Which lines of the listing below contain the string "blue"? Copy each of them, treating uppercase and lowercase letters as different.

- - - - -

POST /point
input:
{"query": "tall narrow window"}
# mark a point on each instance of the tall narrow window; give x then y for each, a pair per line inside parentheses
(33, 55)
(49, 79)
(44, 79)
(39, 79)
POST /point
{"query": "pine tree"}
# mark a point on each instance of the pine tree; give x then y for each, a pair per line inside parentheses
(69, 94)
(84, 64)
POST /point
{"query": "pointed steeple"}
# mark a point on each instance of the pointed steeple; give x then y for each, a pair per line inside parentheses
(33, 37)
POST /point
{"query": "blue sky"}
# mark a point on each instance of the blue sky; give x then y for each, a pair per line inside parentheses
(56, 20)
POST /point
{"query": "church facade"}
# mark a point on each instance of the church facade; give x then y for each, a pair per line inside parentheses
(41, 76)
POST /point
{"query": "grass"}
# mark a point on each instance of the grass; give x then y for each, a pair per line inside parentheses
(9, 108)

- - - - -

_TASK SOLUTION_
{"query": "blue sky"}
# mark a point on each instance of the blue sky; give x then y for each, a pair per line inside parentheses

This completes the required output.